Dataset records:
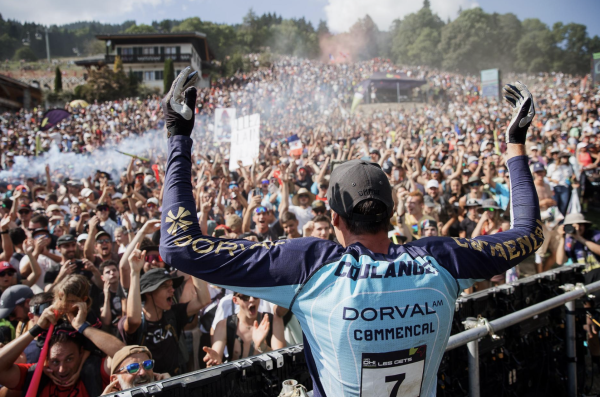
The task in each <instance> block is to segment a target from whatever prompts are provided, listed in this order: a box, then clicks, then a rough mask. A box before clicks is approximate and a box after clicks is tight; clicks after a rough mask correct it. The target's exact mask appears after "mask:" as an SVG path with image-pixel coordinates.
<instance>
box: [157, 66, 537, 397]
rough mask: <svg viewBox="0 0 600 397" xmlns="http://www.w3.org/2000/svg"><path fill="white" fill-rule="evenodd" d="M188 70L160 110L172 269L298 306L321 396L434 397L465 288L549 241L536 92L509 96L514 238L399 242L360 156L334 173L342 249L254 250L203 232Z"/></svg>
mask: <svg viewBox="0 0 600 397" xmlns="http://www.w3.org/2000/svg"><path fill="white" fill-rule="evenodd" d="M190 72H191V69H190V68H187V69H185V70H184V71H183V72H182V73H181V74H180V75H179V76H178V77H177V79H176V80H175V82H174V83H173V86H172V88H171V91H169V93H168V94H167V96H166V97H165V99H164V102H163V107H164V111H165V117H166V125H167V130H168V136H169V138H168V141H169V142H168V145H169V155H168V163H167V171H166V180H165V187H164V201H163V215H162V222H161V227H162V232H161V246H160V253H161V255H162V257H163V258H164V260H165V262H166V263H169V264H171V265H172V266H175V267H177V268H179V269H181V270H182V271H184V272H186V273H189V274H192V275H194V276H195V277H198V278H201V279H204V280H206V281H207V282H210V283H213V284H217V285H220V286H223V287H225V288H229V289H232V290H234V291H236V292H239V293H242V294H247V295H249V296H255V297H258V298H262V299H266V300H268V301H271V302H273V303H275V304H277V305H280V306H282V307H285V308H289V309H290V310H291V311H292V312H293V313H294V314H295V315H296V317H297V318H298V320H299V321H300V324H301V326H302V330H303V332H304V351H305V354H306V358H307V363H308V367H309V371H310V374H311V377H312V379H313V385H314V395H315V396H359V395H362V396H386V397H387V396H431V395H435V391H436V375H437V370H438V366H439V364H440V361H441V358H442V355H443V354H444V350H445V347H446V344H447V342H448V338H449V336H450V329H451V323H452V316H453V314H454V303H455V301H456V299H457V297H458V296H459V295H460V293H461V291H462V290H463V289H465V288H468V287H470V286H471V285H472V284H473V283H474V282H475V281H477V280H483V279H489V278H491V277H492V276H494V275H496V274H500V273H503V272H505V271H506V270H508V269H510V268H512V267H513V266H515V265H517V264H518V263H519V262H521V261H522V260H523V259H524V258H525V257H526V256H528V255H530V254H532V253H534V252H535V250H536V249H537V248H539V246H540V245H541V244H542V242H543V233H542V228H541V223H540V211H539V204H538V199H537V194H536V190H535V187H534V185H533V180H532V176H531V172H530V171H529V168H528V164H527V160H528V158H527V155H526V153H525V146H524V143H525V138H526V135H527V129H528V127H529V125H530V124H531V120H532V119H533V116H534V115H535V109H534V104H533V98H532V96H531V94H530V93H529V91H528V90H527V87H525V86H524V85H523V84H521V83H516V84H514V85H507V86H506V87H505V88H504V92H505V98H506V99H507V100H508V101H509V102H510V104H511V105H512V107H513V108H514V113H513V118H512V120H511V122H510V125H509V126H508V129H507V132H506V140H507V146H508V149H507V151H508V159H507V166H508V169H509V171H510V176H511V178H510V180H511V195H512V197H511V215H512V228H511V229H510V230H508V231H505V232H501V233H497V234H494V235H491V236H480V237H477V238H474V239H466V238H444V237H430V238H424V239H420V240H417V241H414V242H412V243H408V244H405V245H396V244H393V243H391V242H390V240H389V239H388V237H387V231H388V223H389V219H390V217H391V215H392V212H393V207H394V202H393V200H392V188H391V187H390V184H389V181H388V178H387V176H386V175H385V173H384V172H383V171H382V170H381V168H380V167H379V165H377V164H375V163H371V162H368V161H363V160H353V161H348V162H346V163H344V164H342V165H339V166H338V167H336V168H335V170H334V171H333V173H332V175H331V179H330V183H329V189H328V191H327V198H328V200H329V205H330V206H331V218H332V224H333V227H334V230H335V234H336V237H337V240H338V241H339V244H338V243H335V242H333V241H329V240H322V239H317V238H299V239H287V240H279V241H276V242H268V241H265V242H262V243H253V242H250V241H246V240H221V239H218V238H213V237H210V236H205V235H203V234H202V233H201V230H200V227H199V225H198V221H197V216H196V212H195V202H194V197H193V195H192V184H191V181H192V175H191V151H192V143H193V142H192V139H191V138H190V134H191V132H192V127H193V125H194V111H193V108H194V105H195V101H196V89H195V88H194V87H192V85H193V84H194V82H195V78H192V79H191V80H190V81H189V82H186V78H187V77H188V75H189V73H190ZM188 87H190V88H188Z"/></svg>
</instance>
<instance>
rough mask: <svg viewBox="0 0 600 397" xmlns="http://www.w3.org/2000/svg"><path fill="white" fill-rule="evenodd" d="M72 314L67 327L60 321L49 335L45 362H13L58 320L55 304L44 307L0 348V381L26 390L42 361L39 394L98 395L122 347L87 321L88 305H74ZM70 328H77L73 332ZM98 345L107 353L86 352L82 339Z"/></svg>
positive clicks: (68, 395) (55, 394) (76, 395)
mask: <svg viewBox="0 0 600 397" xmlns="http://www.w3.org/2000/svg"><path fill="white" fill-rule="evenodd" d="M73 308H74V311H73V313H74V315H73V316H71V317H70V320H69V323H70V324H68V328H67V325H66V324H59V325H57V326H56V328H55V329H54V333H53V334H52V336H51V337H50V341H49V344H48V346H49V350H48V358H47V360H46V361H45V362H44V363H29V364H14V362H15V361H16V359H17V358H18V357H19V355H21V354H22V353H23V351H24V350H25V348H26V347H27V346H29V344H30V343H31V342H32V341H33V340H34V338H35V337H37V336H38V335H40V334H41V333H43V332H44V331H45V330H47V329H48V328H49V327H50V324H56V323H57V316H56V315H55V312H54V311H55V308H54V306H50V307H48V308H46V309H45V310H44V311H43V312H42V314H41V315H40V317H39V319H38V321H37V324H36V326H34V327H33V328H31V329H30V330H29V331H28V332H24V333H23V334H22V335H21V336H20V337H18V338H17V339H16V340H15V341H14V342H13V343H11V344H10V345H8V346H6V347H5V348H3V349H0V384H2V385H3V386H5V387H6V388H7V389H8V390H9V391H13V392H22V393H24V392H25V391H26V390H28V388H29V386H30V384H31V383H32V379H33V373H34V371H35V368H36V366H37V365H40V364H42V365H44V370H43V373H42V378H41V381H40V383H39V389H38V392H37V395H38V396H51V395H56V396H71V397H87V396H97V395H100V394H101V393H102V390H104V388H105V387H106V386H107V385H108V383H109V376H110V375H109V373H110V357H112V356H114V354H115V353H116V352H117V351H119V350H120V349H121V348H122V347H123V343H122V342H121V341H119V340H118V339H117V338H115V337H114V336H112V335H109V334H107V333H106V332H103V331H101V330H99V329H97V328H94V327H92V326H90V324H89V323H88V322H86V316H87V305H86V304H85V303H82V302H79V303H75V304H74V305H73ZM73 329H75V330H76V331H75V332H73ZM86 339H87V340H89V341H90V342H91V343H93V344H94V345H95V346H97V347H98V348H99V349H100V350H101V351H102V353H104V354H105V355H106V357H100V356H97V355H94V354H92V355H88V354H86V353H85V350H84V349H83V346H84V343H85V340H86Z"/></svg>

Prompt: If a record holds a picture, leave the picture out and copy the rest exactly.

Exercise answer:
The task in each <instance> block is to segment a target from whatever prompts are provided, listed in this order: a box, then clicks, then a rough mask. A box before clicks is approximate and a box after clicks is tight; clicks after a rough mask correct it. The target's exact mask appears after "mask:" as an SVG path with image-pixel coordinates.
<instance>
box: [157, 66, 537, 397]
rough mask: <svg viewBox="0 0 600 397" xmlns="http://www.w3.org/2000/svg"><path fill="white" fill-rule="evenodd" d="M188 70L160 110L172 269L298 306L321 396L434 397L465 288L549 241L536 92L509 96L514 238L399 242L360 156L334 173L342 249L254 250L203 232Z"/></svg>
mask: <svg viewBox="0 0 600 397" xmlns="http://www.w3.org/2000/svg"><path fill="white" fill-rule="evenodd" d="M190 72H191V69H190V68H187V69H185V70H184V71H183V72H182V73H181V74H180V75H179V76H178V77H177V79H176V80H175V82H174V83H173V86H172V88H171V91H169V93H168V94H167V96H166V97H165V99H164V102H163V107H164V111H165V117H166V125H167V130H168V136H169V138H168V141H169V142H168V145H169V155H168V163H167V171H166V180H165V187H164V201H163V215H162V222H161V227H162V232H161V246H160V253H161V255H162V257H163V258H164V260H165V262H166V263H169V264H171V265H172V266H175V267H177V268H179V269H181V270H182V271H184V272H186V273H189V274H192V275H194V276H195V277H198V278H201V279H204V280H206V281H207V282H210V283H213V284H217V285H220V286H223V287H225V288H229V289H232V290H234V291H236V292H239V293H242V294H247V295H249V296H255V297H258V298H262V299H266V300H268V301H271V302H273V303H275V304H277V305H280V306H282V307H285V308H289V309H290V310H291V311H292V312H293V313H294V314H295V315H296V317H297V318H298V320H299V321H300V324H301V326H302V330H303V332H304V351H305V354H306V358H307V363H308V367H309V371H310V374H311V377H312V379H313V385H314V395H315V396H359V395H362V396H386V397H387V396H431V395H435V391H436V375H437V370H438V366H439V364H440V361H441V358H442V355H443V354H444V350H445V347H446V344H447V342H448V338H449V336H450V329H451V323H452V316H453V314H454V303H455V301H456V299H457V297H458V296H459V295H460V293H461V291H462V290H463V289H465V288H468V287H470V286H471V285H472V284H473V283H474V282H475V281H477V280H483V279H489V278H491V277H492V276H494V275H496V274H500V273H503V272H505V271H506V270H508V269H510V268H512V267H513V266H515V265H517V264H518V263H519V262H521V261H522V260H523V259H524V258H525V257H526V256H528V255H530V254H532V253H534V252H535V250H536V249H537V248H539V246H540V245H541V244H542V242H543V233H542V228H541V223H540V211H539V204H538V199H537V194H536V190H535V187H534V185H533V180H532V176H531V172H530V171H529V168H528V164H527V160H528V158H527V155H526V153H525V146H524V143H525V138H526V135H527V129H528V127H529V125H530V124H531V120H532V119H533V116H534V115H535V109H534V104H533V98H532V96H531V94H530V93H529V91H528V90H527V87H525V86H524V85H523V84H521V83H516V84H514V85H507V86H506V87H505V88H504V92H505V98H506V99H507V100H508V101H509V102H510V104H511V105H512V107H513V108H514V113H513V118H512V120H511V122H510V125H509V126H508V129H507V132H506V140H507V146H508V149H507V151H508V159H507V166H508V169H509V171H510V176H511V178H510V180H511V195H512V197H511V215H512V228H511V229H510V230H508V231H505V232H501V233H497V234H494V235H491V236H480V237H477V238H474V239H466V238H444V237H430V238H424V239H420V240H417V241H414V242H412V243H408V244H405V245H396V244H393V243H391V242H390V240H389V239H388V237H387V231H388V223H389V219H390V217H391V215H392V212H393V207H394V202H393V200H392V188H391V187H390V184H389V181H388V178H387V176H386V175H385V173H384V172H383V171H382V170H381V168H380V167H379V165H377V164H375V163H371V162H368V161H363V160H353V161H348V162H346V163H344V164H342V165H339V166H338V167H336V168H335V170H334V171H333V173H332V175H331V179H330V183H329V189H328V191H327V198H328V200H329V205H330V206H331V218H332V224H333V227H334V230H335V234H336V237H337V240H338V241H339V244H338V243H335V242H333V241H329V240H322V239H317V238H299V239H287V240H279V241H276V242H268V241H265V242H262V243H253V242H250V241H246V240H221V239H218V238H213V237H210V236H205V235H203V234H202V233H201V230H200V227H199V225H198V221H197V216H196V212H195V202H194V197H193V195H192V184H191V181H192V175H191V151H192V143H193V142H192V139H191V138H190V134H191V132H192V127H193V125H194V111H193V108H194V105H195V101H196V89H195V88H194V87H192V85H193V84H194V82H195V78H192V79H191V80H190V81H189V82H186V78H187V77H188V75H189V73H190ZM188 87H190V88H188Z"/></svg>
</instance>
<instance>
rough mask: <svg viewBox="0 0 600 397" xmlns="http://www.w3.org/2000/svg"><path fill="white" fill-rule="evenodd" d="M72 314L67 327L60 321L49 335L45 362H13L58 320L55 304L44 307L0 348V381L26 390L42 361L39 394L98 395L122 347L87 321L88 305H74ZM70 328H77L73 332ZM98 345L107 353L86 352L82 339Z"/></svg>
positive clicks: (68, 395) (55, 394) (76, 395)
mask: <svg viewBox="0 0 600 397" xmlns="http://www.w3.org/2000/svg"><path fill="white" fill-rule="evenodd" d="M73 308H74V311H73V313H74V315H73V316H71V317H70V320H69V323H70V324H68V328H67V325H66V324H59V325H57V326H56V328H55V329H54V333H53V334H52V336H51V337H50V341H49V344H48V346H49V350H48V358H47V360H46V361H45V362H44V363H29V364H14V362H15V361H16V359H17V358H18V357H19V355H21V354H22V353H23V351H24V350H25V348H26V347H27V346H29V344H30V343H31V342H32V341H33V340H34V338H35V337H37V336H38V335H40V334H41V333H43V332H44V331H45V330H47V329H48V328H49V327H50V324H56V323H57V316H56V315H55V312H54V311H55V308H54V306H50V307H48V308H46V309H45V310H44V311H43V312H42V314H41V315H40V317H39V319H38V321H37V324H36V326H34V327H33V328H31V329H30V330H29V331H28V332H24V333H23V334H22V335H21V336H20V337H18V338H17V339H16V340H15V341H14V342H13V343H11V344H10V345H8V346H6V347H5V348H3V349H0V384H2V385H3V386H5V387H6V388H7V389H8V390H9V391H13V392H22V393H24V392H25V391H26V390H28V388H29V386H30V384H31V383H32V379H33V373H34V371H35V368H36V366H37V365H40V364H42V365H44V370H43V373H42V378H41V381H40V383H39V389H38V392H37V395H38V396H51V395H56V396H71V397H87V396H97V395H100V394H101V393H102V390H104V388H105V387H106V386H107V385H108V383H109V376H110V375H109V373H110V357H112V356H114V354H115V353H116V352H117V351H119V350H120V349H121V348H122V347H123V343H122V342H121V341H119V340H118V339H117V338H115V337H114V336H112V335H109V334H107V333H106V332H103V331H101V330H99V329H97V328H94V327H92V326H90V324H89V323H88V322H86V316H87V305H86V304H85V303H82V302H79V303H75V304H74V305H73ZM73 329H75V330H76V331H75V332H73ZM86 339H87V340H89V341H90V342H91V343H93V344H94V345H95V346H97V347H98V348H99V349H100V350H101V351H102V353H104V354H105V355H106V357H100V356H97V355H94V354H92V355H88V354H86V353H85V350H84V349H83V346H84V343H85V340H86Z"/></svg>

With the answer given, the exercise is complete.